#### Your task
A verbatim transcript of the data that follows, free of images, is the expected result.

#### Material for this task
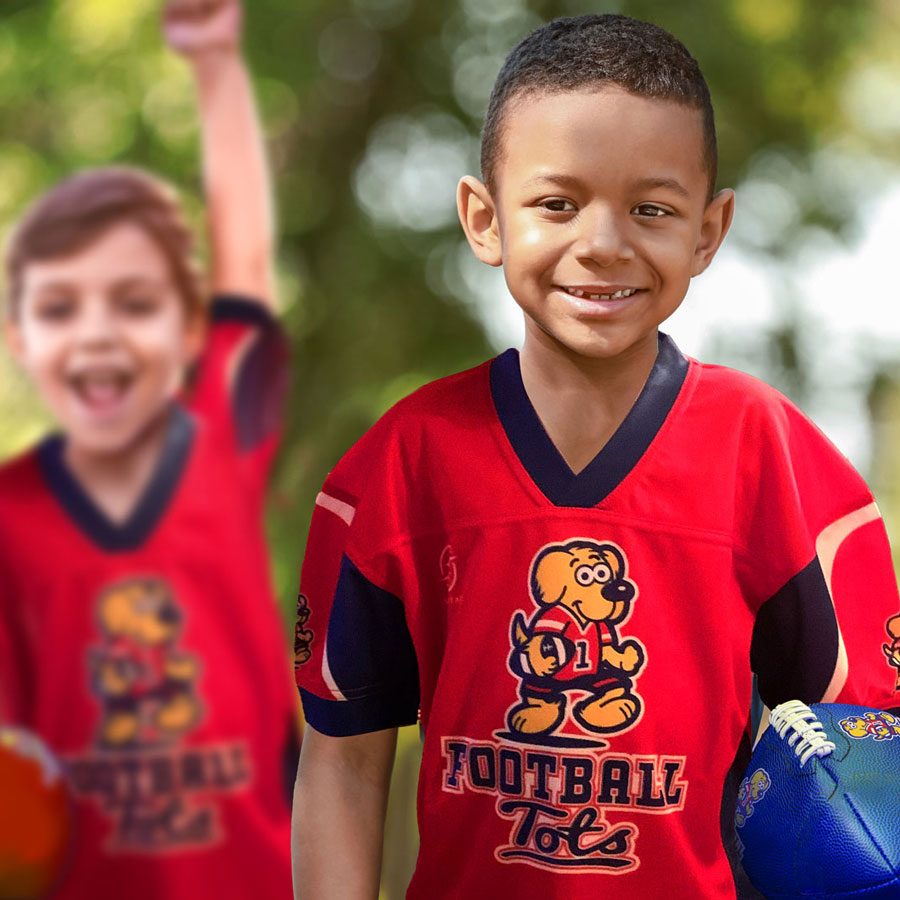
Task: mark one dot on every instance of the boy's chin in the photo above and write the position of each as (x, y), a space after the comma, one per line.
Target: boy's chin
(589, 345)
(113, 440)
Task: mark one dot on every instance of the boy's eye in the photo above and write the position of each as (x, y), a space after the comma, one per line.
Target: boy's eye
(557, 204)
(138, 304)
(55, 309)
(651, 211)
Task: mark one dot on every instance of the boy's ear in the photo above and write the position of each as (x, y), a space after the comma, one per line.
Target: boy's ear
(716, 222)
(479, 220)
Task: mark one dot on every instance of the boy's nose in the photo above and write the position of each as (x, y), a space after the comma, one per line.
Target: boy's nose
(603, 239)
(96, 324)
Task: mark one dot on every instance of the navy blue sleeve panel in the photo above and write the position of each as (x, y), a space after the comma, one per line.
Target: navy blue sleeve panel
(369, 662)
(795, 644)
(260, 384)
(344, 718)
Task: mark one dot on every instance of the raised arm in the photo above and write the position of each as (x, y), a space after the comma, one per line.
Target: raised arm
(235, 171)
(340, 800)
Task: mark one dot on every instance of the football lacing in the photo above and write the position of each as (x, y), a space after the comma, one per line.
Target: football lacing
(808, 737)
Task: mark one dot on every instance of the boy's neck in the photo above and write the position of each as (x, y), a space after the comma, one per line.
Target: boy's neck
(581, 401)
(116, 481)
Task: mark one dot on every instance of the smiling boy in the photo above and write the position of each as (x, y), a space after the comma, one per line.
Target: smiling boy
(138, 632)
(633, 535)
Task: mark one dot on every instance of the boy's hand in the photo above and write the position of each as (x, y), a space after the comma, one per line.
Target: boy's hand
(196, 28)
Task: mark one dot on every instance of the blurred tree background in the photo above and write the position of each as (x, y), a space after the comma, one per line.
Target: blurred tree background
(372, 109)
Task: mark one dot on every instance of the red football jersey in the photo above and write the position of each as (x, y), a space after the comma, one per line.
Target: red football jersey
(150, 655)
(718, 534)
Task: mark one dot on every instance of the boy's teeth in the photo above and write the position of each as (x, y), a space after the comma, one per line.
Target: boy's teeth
(618, 295)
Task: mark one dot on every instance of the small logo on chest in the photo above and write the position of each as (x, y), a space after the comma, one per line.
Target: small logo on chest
(450, 574)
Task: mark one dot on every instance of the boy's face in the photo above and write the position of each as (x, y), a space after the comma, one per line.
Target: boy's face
(104, 335)
(598, 215)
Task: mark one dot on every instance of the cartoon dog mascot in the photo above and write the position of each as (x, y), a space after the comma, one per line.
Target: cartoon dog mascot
(303, 636)
(752, 789)
(138, 675)
(582, 591)
(892, 650)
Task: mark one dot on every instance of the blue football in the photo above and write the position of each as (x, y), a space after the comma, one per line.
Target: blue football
(818, 813)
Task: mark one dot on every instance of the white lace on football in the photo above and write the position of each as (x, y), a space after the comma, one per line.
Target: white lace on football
(808, 737)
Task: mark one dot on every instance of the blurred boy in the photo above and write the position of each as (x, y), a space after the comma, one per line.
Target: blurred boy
(571, 561)
(138, 632)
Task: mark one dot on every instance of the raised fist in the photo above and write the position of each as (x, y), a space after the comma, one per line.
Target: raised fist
(197, 27)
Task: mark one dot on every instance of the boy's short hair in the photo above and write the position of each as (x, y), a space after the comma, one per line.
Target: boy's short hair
(77, 211)
(590, 51)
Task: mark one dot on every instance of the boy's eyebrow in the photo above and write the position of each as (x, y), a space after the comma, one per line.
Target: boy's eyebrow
(552, 178)
(671, 184)
(571, 181)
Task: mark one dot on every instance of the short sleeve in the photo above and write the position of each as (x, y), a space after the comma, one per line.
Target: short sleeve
(814, 560)
(355, 660)
(241, 379)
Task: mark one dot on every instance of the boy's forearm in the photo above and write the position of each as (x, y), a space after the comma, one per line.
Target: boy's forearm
(236, 177)
(340, 800)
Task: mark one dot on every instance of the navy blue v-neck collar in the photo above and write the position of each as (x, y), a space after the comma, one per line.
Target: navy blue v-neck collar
(544, 463)
(90, 519)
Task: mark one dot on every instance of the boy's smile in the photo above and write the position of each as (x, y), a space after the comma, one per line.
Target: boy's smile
(599, 216)
(104, 334)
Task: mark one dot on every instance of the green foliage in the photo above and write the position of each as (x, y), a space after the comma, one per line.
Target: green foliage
(360, 98)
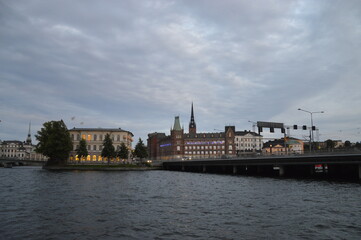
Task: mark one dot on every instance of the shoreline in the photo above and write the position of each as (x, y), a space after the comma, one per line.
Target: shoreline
(97, 168)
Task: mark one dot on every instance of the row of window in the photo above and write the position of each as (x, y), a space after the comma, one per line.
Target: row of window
(13, 155)
(94, 147)
(248, 139)
(249, 145)
(206, 152)
(203, 147)
(90, 137)
(93, 158)
(10, 150)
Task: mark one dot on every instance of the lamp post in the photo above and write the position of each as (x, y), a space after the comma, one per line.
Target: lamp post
(311, 113)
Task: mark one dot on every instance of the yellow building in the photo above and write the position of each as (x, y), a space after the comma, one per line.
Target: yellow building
(94, 138)
(278, 147)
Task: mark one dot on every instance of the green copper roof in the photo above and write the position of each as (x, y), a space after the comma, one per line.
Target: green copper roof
(177, 124)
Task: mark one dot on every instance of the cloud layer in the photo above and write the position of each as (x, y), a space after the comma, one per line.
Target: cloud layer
(137, 64)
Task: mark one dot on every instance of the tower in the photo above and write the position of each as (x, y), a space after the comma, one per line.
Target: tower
(177, 141)
(192, 124)
(28, 139)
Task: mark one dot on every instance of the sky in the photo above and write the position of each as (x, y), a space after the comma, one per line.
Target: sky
(138, 64)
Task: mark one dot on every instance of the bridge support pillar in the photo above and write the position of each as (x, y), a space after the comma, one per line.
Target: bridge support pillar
(281, 171)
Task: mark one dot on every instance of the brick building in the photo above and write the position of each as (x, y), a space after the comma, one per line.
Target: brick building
(181, 145)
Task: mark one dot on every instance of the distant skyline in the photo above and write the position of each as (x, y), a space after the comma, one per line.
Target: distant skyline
(138, 64)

#### Result
Task: mark one dot on every instance of the boy's chin in the photo above and write the position of each as (x, y), a space after the comma, one per line.
Target: boy's chin
(589, 345)
(113, 440)
Task: mark one dot on every instance of the boy's eye in the photo above and write the position of each as (x, y), a space after the comma, one per line.
Target: boy's eye
(557, 204)
(138, 304)
(55, 309)
(651, 211)
Task: mark one dot on every instance of the boy's ear in the photo above and write the position of each as (x, y), a space after the comma, one per line.
Target: boy's ear
(716, 222)
(479, 220)
Task: mark one dot on every instance of the boy's nose in the photo above and write the position of each as (x, y), a space after the comma, one per line.
Target: boy's nose
(603, 239)
(96, 324)
Task: mark one dot on every instance of the navy blue sleeve panel in the photo above and write the position of each as (x, y), a space after the comma, one per line.
Target: navy blue sleeve panel
(369, 662)
(795, 644)
(260, 384)
(344, 718)
Task: mark one dot on every instance of the raised arm in the photo above and write the position of each as (x, y), a space after the comma, one per line.
Target: raised arm
(235, 171)
(340, 800)
Task: mark one dot on every instance of the football lacing in the photo above and write the position of each as (x, y), a space after the comma, one per line.
Target: football lacing
(808, 737)
Task: mark one dot on every instance of the boy's neck in the photo above and write the position of each as (x, y), a space after the comma, one per line.
Target: boy's neck
(581, 401)
(116, 481)
Task: mark one dot on every instance of the smiling boy in the photo above and write the position of each as (x, y), a space after the comma, one per line.
Target: smiling boy
(138, 632)
(633, 535)
Task: mark one dot on every instance of the boy's hand in the photo above and write the position of each as (x, y), a space after the comma, one per line.
Target: boy's hand
(196, 28)
Task: mark one dot on every instance of the blurred tree background in the photo above and write the position of each as (x, y), a space after the comma, one per line.
Target: blurred tree background
(372, 109)
Task: mark one dot on every instance of the red football jersey in the photo above and write the position of each as (x, y), a space after the comma, one per line.
Target: red football jersey
(150, 655)
(718, 534)
Task: mark one dot on every instance of the boy's teeth in the photo above and write the position of each as (x, y), a space after the comma, one per line.
Target: boy's teeth
(618, 295)
Task: mark one dot on every instance of the small logo on chest in the photo above and write the position of each as (x, y), a space after the comma, one per line.
Target: small logo on chest
(450, 574)
Task: mark one dot on every instance of the boy's face in the photo above and write the position of each as (x, y), a space after the comma, one per line.
Target: boy's face
(104, 335)
(598, 215)
Task: mark one dot on every instance of the cartoon dog mascot in the photo above and write the position of each as (x, y), a space after the comma, one per line.
Target: cartoon dog mascot
(303, 636)
(752, 789)
(138, 675)
(582, 591)
(892, 650)
Task: mark one dot on every instance of the blue football in the photo above and write the position of each as (x, y), a space after the comma, one per line.
Target: blue football
(818, 813)
Task: mark one dot on every instance of the white lace on football in the photo above and write the position of each as (x, y), a space after the comma, one per line.
Target: white lace on football
(808, 737)
Task: mark one dot on every instance of the blurred boy in the photo above and write the position of each as (x, y), a space after the comma, one per line.
Target: blurred boy
(571, 561)
(138, 632)
Task: mark one dot on every instance of the raised fist in the photo above and write the position of each as (x, y), a space after the comma, one per line.
Target: raised fist
(197, 27)
Task: mark one dot on every instance of the boy's short hair in the photo above and write the position of each as (x, y), a space after the comma, one per line.
Target: boy's short hair
(77, 211)
(590, 51)
Task: mark one dot on every instance of the boy's eyebrow in the photo above and write the position of each as (x, y), a space after the comma, one per line.
Target: boy's eyebrow
(552, 178)
(671, 184)
(571, 181)
Task: mark one dot on every instance of the short sleeve in the photo above and write the position of each as (x, y), a space after the comma, one per line.
Target: short sleeve
(814, 560)
(355, 660)
(241, 379)
Task: mark one dot on every instance of the boy's forearm in the photo above and write the position of each as (x, y), a space after the comma, one per line.
Target: boy's forearm
(236, 177)
(340, 800)
Task: mark one dot on every instance of the navy blue v-neck collar in the photo above and write the position of each as (x, y), a space after the comma, one per line.
Target: navy blue v-neck collar
(544, 463)
(90, 519)
Task: mark one dot on every instance of the boy's smile in the photo above and write the position of each as (x, y), a space after the comma, one per line.
Target: boy's smile
(599, 216)
(104, 334)
Task: mark one dot on every instance of the green foliage in the photo above and write the position of each as (x, y), a space after the comma, one per line.
Target: green foliage
(360, 98)
Task: mark one dot on every instance of the shoreline in the photo above and write the position of each as (x, y), a space after the comma, one per line.
Target: shoreline
(97, 168)
Task: mark one dot on every instance of the row of window in the photo above and write the position of each as (x, y), a space after the comma, one per line.
Target: row of window
(13, 155)
(94, 147)
(248, 139)
(249, 145)
(206, 152)
(203, 147)
(90, 137)
(93, 158)
(10, 150)
Task: mark one dot on every instance of the lamp post in the photo above and write the position of each as (x, y), a space after the comma, one per line.
Target: lamp post
(311, 113)
Task: mark one dot on every instance of the yellow building in the photo above and write the position of each as (x, y), a space after the comma, one per line.
Target: yellow building
(94, 138)
(278, 147)
Task: mark one dot on every instance of the green copper roof in the photo above and write the position of each as (x, y), a space after the comma, one per line.
Target: green copper roof
(177, 124)
Task: mark one dot on every instance of the cloud layer in the photo above and write the position of each as (x, y), a space after the comma, one per line.
Target: cloud layer
(137, 64)
Task: mark one dot on every instance of the tower in the photo above and write the position of each as (x, y), a space after the comma, one per line.
Target: tower
(177, 141)
(192, 124)
(28, 139)
Task: mark one dot on every instance of the sky in the photo above and write the position of each as (x, y), a space after the comma, one per line.
Target: sky
(138, 64)
Task: mark one dot on every instance of the bridge support pillar in the photo above and write the position of each as (x, y), a space after the comma, one per line.
Target: bridge support pillar
(281, 171)
Task: mark one dot on every instance of the brick building in the photo above and write the position of each as (x, y), a space after the comma, one per line.
Target: brick building
(181, 145)
Task: mark one dot on every instance of the distant skyline in the photo above and write the position of each as (x, y), a space after the comma, one per line.
Target: distant skyline
(138, 64)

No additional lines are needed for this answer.